MATERIAL SUPPLIED:
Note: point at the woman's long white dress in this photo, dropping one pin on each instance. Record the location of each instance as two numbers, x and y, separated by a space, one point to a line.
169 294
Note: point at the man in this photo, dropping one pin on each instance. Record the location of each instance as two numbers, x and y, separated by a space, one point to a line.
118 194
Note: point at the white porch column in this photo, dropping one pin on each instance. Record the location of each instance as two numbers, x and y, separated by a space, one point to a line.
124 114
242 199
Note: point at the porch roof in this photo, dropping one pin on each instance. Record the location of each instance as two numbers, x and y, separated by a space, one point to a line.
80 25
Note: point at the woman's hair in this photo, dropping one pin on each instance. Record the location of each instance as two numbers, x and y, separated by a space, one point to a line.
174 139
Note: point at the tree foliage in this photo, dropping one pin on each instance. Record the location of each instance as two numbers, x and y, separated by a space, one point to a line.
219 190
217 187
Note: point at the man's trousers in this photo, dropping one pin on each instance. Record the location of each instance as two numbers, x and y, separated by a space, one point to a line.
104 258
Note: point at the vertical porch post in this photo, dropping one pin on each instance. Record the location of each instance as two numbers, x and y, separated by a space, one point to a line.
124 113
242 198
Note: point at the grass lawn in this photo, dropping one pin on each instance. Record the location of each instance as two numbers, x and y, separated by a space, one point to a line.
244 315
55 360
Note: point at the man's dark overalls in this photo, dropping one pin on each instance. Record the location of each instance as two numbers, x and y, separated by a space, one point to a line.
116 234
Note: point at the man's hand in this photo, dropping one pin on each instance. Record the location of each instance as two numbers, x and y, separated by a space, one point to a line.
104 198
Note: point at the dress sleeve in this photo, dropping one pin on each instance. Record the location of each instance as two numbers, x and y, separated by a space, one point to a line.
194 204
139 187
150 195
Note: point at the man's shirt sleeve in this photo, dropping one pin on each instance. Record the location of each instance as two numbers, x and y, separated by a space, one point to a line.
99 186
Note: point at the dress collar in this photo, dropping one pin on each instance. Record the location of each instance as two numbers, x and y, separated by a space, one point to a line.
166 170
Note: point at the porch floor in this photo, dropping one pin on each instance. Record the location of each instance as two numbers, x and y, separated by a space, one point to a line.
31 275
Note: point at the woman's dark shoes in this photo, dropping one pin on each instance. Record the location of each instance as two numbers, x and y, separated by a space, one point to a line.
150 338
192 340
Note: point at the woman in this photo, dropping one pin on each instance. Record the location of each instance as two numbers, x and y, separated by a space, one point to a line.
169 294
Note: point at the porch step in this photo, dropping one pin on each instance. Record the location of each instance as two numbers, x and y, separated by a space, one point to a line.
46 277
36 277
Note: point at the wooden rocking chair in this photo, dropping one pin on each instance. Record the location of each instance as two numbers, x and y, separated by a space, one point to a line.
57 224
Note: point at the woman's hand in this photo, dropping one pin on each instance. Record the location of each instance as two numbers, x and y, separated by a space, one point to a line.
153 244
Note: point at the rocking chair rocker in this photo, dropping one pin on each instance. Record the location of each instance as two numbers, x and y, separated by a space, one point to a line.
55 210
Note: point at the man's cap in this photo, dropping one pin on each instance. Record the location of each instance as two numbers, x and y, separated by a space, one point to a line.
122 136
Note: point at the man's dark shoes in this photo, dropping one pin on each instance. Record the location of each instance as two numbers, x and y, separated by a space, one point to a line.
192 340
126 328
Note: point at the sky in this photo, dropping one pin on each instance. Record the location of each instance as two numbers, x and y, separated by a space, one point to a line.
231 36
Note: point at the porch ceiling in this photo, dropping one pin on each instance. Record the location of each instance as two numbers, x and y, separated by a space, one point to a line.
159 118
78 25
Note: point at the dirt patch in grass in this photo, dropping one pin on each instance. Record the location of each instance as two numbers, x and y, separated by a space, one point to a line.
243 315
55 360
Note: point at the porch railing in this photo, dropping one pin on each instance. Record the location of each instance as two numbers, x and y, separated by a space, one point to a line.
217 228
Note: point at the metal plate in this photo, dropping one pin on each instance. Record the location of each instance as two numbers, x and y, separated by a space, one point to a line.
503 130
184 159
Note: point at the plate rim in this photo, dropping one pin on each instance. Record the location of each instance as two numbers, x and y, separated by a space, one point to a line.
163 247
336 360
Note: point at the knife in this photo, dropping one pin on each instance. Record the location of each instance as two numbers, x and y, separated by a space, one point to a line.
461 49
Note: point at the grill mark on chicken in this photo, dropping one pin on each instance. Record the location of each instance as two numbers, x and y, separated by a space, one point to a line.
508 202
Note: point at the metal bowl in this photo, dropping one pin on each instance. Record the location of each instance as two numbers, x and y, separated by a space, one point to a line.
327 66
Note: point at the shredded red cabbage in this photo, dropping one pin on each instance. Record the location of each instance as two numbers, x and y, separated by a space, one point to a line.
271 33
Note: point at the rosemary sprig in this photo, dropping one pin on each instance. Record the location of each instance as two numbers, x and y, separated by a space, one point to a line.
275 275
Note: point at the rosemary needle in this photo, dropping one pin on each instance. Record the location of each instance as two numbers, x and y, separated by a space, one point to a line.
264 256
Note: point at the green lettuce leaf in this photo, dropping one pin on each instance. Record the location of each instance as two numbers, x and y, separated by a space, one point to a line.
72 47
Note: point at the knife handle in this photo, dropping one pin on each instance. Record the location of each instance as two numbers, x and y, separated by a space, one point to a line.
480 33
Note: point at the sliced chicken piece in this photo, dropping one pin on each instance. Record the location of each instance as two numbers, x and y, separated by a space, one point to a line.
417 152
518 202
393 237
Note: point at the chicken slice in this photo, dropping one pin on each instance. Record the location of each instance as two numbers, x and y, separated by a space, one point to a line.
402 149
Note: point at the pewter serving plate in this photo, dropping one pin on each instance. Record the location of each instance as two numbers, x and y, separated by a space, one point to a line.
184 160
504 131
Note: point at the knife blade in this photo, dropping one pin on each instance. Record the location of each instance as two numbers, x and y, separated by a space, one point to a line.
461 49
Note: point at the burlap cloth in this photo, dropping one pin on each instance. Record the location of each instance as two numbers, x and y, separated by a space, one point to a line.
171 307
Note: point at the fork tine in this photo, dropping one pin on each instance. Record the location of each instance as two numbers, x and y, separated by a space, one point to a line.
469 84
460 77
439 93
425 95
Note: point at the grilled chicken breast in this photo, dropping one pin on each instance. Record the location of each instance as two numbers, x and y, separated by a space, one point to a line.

TASK: Retype the listing exactly, in full.

OUTPUT OF THE EXERCISE:
Note: point at the woman's long white dress in this photo, dropping one pin on each instance. Record the location of each instance as two numbers, x and y, separated by a space, one point to a line.
169 294
Note: point at the man in this photo, dropping one pin on each instance. Record the location of each instance as two numbers, x and y, separated by a space, one point to a line.
118 194
Note: point at the white porch column in this photo, dropping one pin on each instance. Record the location of each instance as two numbers, x and y, separated by a space, one point to a line.
124 114
242 199
Note: point at the porch roof in this photo, dropping one pin on each instance. Record the location of each instance as two numbers, x and y, separated by a space, one point to a line.
80 25
Note: point at the woman's hair in this photo, dropping one pin on each instance. Record the location of each instance as two numbers, x and y, separated by a space, one point to a line.
174 139
Note: point at the tree foliage in this photo, dropping one pin on each instance. Record the location of each instance as two numbers, x and y, separated by a space, one point to a line.
219 190
217 187
Note: point at the man's trousers in this photo, dropping one pin on each instance. Record the location of each instance as two numbers, x and y, separated by a space, one point to a line.
104 258
Note: point at the vertical porch post in this photo, dropping one pin on each instance. Record the location of each instance as two numbers, x and y, separated by a space, one point to a line.
124 113
242 198
Note: point at the grass lawn in this photo, dropping one pin on each instance. Record the location of each instance as two numbers, x and y, separated by a space, one point to a line.
244 315
55 360
Note: point at the man's dark overalls in this photo, dropping one pin on each instance. Record the location of each instance as two numbers, x and y, separated by a space, one point to a line.
116 234
Note: point at the man's hand in this photo, dropping one pin on each instance. Record the location of each instance as two numbers, x and y, separated by a space, one point to a line.
104 198
Note: point at the dress sleeve in this photo, dropping one pin on each instance. Record the location of each instance as two numbers, x and y, separated by a space, one point to a line.
194 204
139 187
150 195
Note: point at the man's shirt sleeve in this photo, dropping one pin on each instance. Record the location of each instance as two numbers, x and y, separated by a space, one point to a line.
99 186
Note: point at the dress collar in this photo, dropping one pin on each instance. Record the location of each instance as two numbers, x and y, separated by a space, one point to a line.
166 170
Note: point at the porch floor in this photo, dropping one pin on each instance. Record the location of each instance as two numbers, x and y, separated by a space, one point to a line.
31 275
Note: point at the woman's dark shoes in this photo, dropping one pin on each instance. Record the location of each instance as two numbers, x and y, separated by a space, one point to a line.
150 338
192 340
Note: point at the woman in this photo, dropping one pin on each instance. Record the location of each instance as two numbers, x and y, separated by a space, one point to a line.
169 294
Note: point at the porch step in this photo, dropping one pin on each instance. Record the location of each instance as two numbers, x and y, separated by a space, one point to a line.
46 277
36 277
Note: point at the wooden rocking chair in this photo, dropping one pin on each instance. Record the location of each instance as two numbers, x and y, separated by a space, one point to a line.
57 224
Note: point at the woman's hand in this photo, dropping one pin on each instance. Record the location of each instance as two numbers, x and y, separated by a space, one point to a line.
153 244
Note: point at the rocking chair rocker in this photo, dropping one pin on each instance. Record the location of each instance as two numbers, x and y, separated by a space, one point to a line.
55 210
Note: point at the man's cap in this photo, dropping one pin on each instance. Record the location of each instance as two numbers, x and y, separated by a space, one point to a line.
122 136
Note: point at the man's dark shoes in this photo, dropping one pin on each instance. Record the location of each instance as two numbers, x and y, separated by a space, one point to a line.
192 340
126 328
Note: point at the sky in this photo, dropping one pin on each instance. Record the location of each instance as two numbers, x and y, separated by a space, one point to a line.
231 36
Note: point at the porch ceiling in this photo, dropping one pin on each instance. Record the location of each instance as two numbers, x and y, separated by a space, one point to a line.
159 118
78 25
Note: point at the dirt patch in grass in this photo, dropping one pin on each instance. Record the location of each instance as two numbers, x and y, separated by a space, one point to a line.
243 315
55 360
Note: point at the porch railing in this photo, dropping one pin on each instance. Record the location of each instance as two numbers, x and y, separated by a space, one point to a line.
217 228
Note: point at the metal plate in this photo, dropping one pin on each instance. Record the location of each instance as two numbers, x and y, separated by a space, one point to a line.
503 130
184 159
Note: point at the plate rim in this photo, dropping one pin on each instance. Record the location of each instance as two numbers, x and y, separated by a space, one point to a line.
163 247
336 360
Note: point at the knife in this photo, dropping one pin on each instance. Record the location of each instance as two numbers, x and y, separated by a space, one point to a line.
461 49
Note: point at the grill mark on chicken in this photo, dropping one pin on each instance. Record the location of each instance as two numbers, x and y, separated by a space, one point to a line.
508 202
Note: point at the metal bowl in this photo, dropping one pin on each instance. Record the location of each instance as two numbers, x and y, separated by a space, one point to a line.
327 66
Note: point at the shredded red cabbage in this photo, dropping one pin on each instance. Record the location of each instance as two numbers, x and y, separated by a space, one point to a line.
271 33
Note: point at the rosemary sprig in this photo, dropping one pin on each instance. Record the location of each instance as two numbers, x and y, separated by a space, one point to a line.
275 275
Note: point at the rosemary needle in this photo, dropping one pin on each instance. Record the location of each instance as two numbers, x and y, separated by a space, one point to a line.
264 256
Note: point at the green lettuce leaf in this photo, dropping one pin on each instance. Record the location of each instance as two numbers, x and y, separated by a space, one point to a line.
72 47
Note: point at the knife handle in this photo, dropping one pin on each instance. Record the location of each instance as two numbers, x and y, separated by a space, one point to a line.
480 33
Note: point at the sliced chicken piece in this photo, dropping one pin on each instance. Record the location of each instance as two numbers, x and y, separated by a space, one point to a line.
417 152
518 202
393 237
Note: point at the chicken slice in this photo, dropping one pin on each instance. Record the location of each instance as two numbers, x and y, separated by a space, one point to a line.
402 149
Note: point at the pewter serving plate in this photo, dropping one pin on each instance. Record the location of each instance as two numbers, x and y, separated by a space, one point to a line.
184 160
504 131
Note: point at the knife blade in this photo, dropping one pin on each instance. Record the location of each instance as two numbers, x and y, separated by a space, one point to a line.
461 49
Note: point at the burlap cloth in this photo, dropping one pin on each instance. Record the location of each instance as two numbers, x and y, separated by a space, one point to a line.
171 307
Note: point at the fork tine in this photo, dropping one pin on each instance. Record the location of each instance as two numbers, x and y, separated by a space, one point to a line.
469 84
460 77
439 93
425 95
Note: point at the grilled chicken breast in this photo, dropping one pin on each instance. Record the location of each instance as two numbers, x and y, separated by a space, one point to a line.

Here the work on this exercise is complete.